EXERCISE INSTRUCTIONS:
[1] Reproduce the passage on relationship myths that begins at the words "These assumptions not" and stops after "in other ways.", changing "Relationships 101" to "Romance 101".
[2] Write what comes next in the piece on relationship myths, picking up right after its final sentence.

READING TEXT:
'''
Relationship myths

We enter relationships with beliefs about what good ones are supposed to be like and how we’re supposed to feel when we're in one.

These assumptions not only determine our behaviour in the relationship, but they also form the basis for assessing our relationship satisfaction and our views about the long-term compatibility of our partners. Since schools don’t teach Relationships 101, we have to learn about relationships in other ways.

Most of us base our assumptions on the relationships we see around us, whether those of our parents or relatives, those of our friends, or what we see depicted in the media.

Such information can be quite misleading and fail to reflect decades of research about relationship satisfaction and longevity.

If these messages weren’t all around, would we really be bothered? Studies have shown that women are actually happier when they’re single, compared to men who are happier when in a relationship. But what makes women so unhappy? Psychologists found that women feel more like mothers or maids than a partner, creating an unhappy environment for them. Now, this isn’t to say all men expect a mother for a partner, but it seems that by the majority, that’s what we sign up for.

But regardless of what our relationships are like, how can we make them better? What can we do to communicate effectively, be heard, and basically, have our cake and eat it too?

Well, I’m going to give you a few tips on how to make your relationship more manageable, by letting you in on some myths we have been told our whole lives.
'''
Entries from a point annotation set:
'''
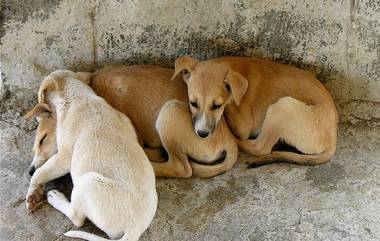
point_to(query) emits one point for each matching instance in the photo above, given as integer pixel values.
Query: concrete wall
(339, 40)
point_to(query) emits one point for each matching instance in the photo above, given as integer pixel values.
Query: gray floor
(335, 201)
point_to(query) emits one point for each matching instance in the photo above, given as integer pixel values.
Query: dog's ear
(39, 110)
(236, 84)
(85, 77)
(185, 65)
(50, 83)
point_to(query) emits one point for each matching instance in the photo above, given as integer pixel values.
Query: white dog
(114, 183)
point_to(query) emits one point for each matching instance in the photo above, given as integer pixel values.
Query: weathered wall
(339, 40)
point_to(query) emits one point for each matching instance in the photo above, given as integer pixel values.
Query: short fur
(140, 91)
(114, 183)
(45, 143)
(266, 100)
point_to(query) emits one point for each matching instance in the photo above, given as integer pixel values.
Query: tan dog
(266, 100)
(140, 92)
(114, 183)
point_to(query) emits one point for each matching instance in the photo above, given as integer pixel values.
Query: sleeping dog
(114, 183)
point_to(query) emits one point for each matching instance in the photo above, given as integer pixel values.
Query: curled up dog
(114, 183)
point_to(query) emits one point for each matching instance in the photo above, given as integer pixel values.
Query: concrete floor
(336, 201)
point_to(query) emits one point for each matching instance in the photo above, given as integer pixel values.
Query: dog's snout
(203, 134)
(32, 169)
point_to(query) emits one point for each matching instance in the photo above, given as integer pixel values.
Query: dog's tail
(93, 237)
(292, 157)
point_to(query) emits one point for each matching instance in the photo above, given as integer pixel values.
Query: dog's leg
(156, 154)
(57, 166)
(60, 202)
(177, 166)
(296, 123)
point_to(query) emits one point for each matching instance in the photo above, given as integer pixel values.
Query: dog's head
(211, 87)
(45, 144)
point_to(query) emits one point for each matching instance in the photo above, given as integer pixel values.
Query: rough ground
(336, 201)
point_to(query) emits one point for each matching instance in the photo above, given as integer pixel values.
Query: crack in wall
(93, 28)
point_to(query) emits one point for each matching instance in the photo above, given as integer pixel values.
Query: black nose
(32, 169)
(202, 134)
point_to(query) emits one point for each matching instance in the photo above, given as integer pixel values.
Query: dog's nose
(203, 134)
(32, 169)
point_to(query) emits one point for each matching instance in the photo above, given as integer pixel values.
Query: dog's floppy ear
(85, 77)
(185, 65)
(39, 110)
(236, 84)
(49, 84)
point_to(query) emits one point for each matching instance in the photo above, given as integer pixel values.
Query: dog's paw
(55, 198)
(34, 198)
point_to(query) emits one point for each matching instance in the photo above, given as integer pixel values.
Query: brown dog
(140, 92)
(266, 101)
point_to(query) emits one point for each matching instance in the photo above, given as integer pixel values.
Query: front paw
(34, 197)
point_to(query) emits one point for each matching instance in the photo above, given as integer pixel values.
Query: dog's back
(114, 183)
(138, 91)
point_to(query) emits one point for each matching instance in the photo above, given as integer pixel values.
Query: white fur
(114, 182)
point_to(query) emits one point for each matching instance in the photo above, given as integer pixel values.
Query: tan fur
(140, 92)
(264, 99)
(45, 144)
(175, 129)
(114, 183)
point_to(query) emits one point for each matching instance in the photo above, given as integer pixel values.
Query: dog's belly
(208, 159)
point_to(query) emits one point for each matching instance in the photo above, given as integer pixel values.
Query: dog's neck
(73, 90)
'''
'''
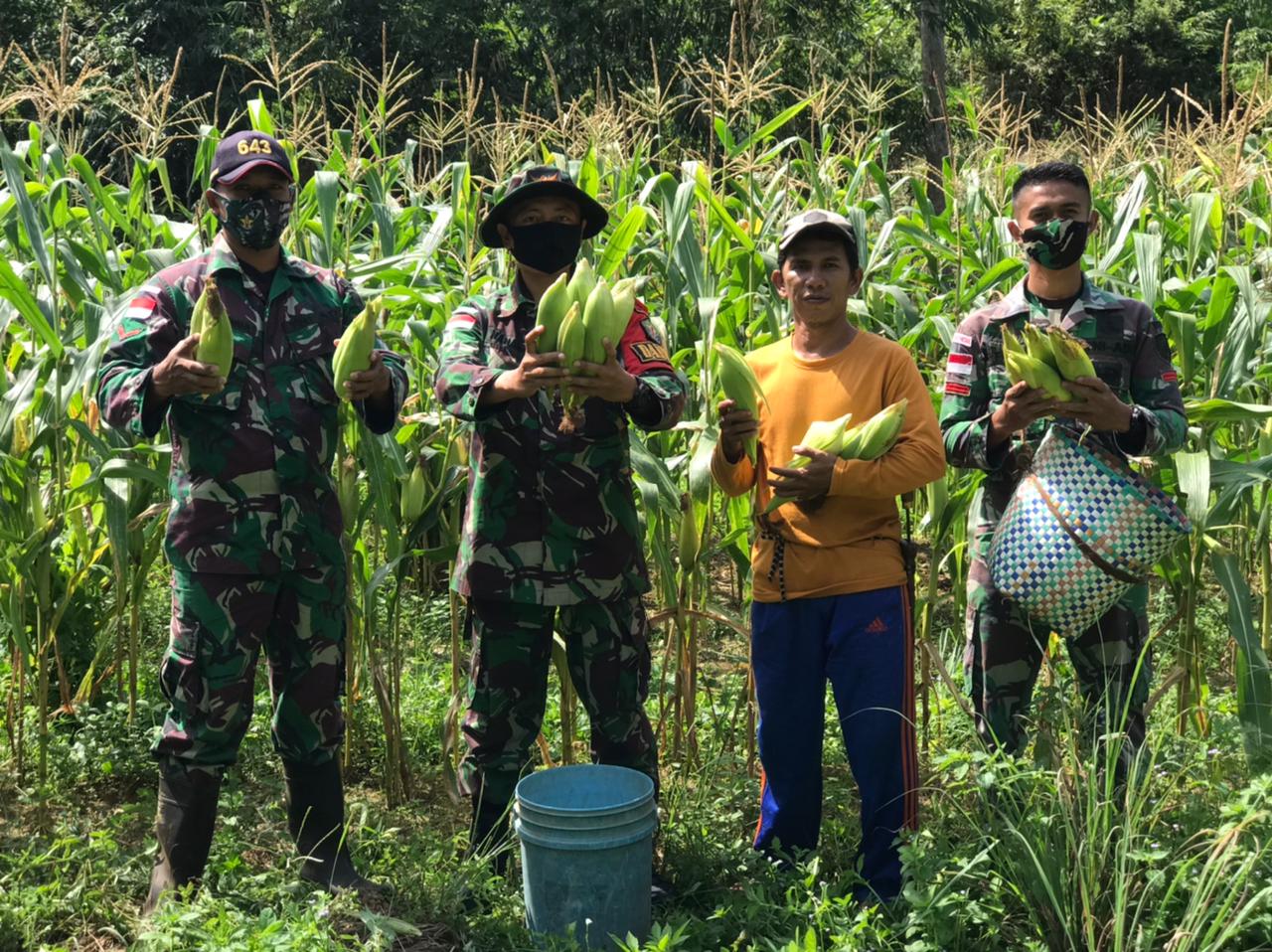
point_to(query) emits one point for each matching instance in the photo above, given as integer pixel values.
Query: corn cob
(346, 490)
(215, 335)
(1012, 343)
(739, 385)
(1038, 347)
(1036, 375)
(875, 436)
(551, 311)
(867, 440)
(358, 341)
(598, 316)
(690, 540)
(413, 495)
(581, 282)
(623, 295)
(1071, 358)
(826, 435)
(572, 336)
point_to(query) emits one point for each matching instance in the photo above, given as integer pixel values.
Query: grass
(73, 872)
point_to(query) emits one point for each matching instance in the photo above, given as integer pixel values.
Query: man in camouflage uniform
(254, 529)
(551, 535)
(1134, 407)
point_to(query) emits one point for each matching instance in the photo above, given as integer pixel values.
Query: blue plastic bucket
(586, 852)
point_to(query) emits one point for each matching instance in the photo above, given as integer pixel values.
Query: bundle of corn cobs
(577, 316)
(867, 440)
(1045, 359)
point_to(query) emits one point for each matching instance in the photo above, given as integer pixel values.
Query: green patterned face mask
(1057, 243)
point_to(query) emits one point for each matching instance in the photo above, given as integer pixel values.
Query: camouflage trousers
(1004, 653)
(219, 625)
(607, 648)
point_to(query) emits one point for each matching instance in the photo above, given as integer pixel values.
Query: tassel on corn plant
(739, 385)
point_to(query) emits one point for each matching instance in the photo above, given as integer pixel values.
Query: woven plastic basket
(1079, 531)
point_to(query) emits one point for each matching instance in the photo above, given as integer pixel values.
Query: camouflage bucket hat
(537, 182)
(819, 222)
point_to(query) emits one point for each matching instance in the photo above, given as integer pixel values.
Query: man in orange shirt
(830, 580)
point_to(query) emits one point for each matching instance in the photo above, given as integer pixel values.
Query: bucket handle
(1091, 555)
'''
'''
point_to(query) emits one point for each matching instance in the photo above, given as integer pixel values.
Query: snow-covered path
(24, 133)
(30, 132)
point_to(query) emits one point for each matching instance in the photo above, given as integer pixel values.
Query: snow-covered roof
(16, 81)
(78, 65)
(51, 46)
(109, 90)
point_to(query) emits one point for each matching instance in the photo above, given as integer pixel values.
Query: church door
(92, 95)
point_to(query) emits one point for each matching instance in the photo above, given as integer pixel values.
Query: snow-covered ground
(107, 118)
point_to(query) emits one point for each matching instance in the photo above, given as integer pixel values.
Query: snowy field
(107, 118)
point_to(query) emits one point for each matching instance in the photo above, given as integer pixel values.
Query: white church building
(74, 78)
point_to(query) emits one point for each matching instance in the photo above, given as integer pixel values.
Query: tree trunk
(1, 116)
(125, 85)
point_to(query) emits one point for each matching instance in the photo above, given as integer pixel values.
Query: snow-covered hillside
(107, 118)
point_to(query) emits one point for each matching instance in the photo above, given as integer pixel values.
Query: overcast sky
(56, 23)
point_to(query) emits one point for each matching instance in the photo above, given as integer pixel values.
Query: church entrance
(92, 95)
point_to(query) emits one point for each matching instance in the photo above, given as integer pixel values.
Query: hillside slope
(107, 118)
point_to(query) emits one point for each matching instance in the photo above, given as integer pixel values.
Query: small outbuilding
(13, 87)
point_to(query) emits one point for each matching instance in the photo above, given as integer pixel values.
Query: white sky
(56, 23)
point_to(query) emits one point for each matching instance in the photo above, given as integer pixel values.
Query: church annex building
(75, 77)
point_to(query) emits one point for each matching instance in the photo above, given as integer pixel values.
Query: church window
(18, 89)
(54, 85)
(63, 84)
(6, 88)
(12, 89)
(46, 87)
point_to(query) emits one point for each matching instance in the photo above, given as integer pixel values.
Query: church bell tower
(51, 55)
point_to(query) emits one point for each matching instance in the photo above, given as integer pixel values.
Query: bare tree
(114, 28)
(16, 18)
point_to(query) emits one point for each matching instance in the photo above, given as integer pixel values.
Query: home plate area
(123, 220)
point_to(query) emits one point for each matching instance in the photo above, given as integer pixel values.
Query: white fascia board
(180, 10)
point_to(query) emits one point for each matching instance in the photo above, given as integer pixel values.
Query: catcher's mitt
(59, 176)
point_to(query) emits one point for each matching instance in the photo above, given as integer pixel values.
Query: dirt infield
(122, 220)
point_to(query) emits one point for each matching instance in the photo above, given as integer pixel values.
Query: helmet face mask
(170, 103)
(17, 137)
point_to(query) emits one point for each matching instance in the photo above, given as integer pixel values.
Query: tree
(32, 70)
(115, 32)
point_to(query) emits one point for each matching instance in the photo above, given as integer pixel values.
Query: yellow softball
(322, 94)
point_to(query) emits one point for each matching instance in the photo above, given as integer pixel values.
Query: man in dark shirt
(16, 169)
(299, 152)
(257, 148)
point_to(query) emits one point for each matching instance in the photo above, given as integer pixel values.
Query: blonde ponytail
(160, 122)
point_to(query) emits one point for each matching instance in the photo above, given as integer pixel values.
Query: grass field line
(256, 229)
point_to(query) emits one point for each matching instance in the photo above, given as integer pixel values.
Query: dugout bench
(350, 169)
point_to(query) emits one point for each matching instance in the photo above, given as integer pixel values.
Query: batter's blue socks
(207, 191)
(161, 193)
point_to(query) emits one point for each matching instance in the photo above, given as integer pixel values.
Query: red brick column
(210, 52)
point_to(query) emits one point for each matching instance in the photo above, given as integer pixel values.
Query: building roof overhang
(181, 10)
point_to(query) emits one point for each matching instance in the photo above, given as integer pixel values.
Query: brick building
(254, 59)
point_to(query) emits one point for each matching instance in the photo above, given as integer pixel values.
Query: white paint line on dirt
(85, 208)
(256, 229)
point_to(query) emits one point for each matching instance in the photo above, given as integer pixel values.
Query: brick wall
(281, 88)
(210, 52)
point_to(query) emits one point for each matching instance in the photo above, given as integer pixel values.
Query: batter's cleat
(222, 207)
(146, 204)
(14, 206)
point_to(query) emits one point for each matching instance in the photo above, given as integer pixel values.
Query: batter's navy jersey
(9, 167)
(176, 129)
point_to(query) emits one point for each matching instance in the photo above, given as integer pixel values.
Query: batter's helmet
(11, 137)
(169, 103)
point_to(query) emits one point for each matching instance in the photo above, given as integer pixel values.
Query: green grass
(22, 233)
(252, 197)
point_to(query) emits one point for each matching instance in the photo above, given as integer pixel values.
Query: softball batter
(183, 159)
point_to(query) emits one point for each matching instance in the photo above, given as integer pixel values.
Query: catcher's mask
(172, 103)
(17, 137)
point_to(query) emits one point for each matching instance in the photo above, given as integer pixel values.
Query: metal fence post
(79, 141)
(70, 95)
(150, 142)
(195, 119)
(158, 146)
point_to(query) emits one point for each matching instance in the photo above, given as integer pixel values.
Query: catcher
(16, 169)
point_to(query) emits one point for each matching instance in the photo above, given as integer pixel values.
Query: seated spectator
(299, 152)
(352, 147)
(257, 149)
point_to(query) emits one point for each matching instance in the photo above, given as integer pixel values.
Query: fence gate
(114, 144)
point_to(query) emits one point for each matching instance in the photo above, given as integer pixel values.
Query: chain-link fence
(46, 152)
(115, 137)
'''
OUTPUTS FOR THE TASKS:
[1]
These assumptions not only determine our behaviour in the relationship, but they also form the basis for assessing our relationship satisfaction and our views about the long-term compatibility of our partners. Since schools don’t teach Romance 101, we have to learn about relationships in other ways.

[2]
Relationship myths

Myth 1: Communication is key.

Wrong! Communication is not key. Rather, comprehension is what is needed in a relationship. If your partner is not understanding what you’re communicating, nothing will change, and you would have huffed and puffed for hours and still not have been heard.

And you’ll realise, days or weeks later, that the argument you had about your partner not putting their dirty clothes in the laundry basket, actually fell on deaf ears. If approached in a way or at a time at peak stress, it's likely the message wasn't fully heard. No, instead they’ll nod and agree without actually comprehending what the issue is. Both of you need to be calm in order to communicate effectively.

Myth 2: We all know that saying, “never go to bed angry”

Well again, that’s another myth. When we get annoyed and angry, our bodies respond in a similar way to danger and we go into flight or fight mode. This is a physiological response where our hearts race and our blood pressure rises.

When we are mentally in this state, it is hard for us to listen to our partners, it’s hard for us to think and process information. So, who told us that it’s a good time to fix issues when we are feeling like we are having a meltdown? It doesn’t seem logical, does it? Trying to fix an issue when we feel this way is absolutely pointless, whether it’s after breakfast or right before bed. We are emotionally exhausted. 

So, next time you’re having a lovers spat, it might be a good idea to give yourself some space, and time, to reflect logically, think of your partner’s point of view too, then once the storm has passed, discuss it, and make sure you’re communicating in a way that you are also being understood (point one above comes in handy here).

Myth 3: “Relationships are 50/50”

Relationships are actually 100/100. We give our all, why would we give just 50?! Most of the time, we probably are giving just 50 because we are so fed up of the dirty laundry not going in the laundry basket, or because our partner keeps leaving water puddles in the bathroom after a shower and our fresh socks just got drenched like there had been a storm in there. Relationships are hard. Lovely, but hard. Sometimes we can’t even manage to give 50. And this goes for your partner too.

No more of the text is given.